Pointing and labeling entries
§
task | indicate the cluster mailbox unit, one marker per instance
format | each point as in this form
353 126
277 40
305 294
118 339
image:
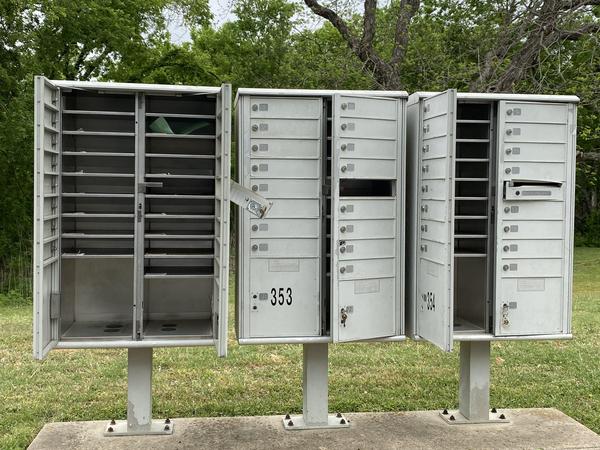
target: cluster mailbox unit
491 184
131 222
327 263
§
GIVEN PROBLEM
Rewrite all the records with "cluster mailbox unit" swapped for "parcel locker" and everything else unchanged. Leave the pictures out of your answer.

FINAL ANSWER
task | indicate the parcel locker, one marker per instance
format | each point as in this form
353 126
277 40
305 294
118 339
image:
target: parcel locker
491 184
131 222
327 263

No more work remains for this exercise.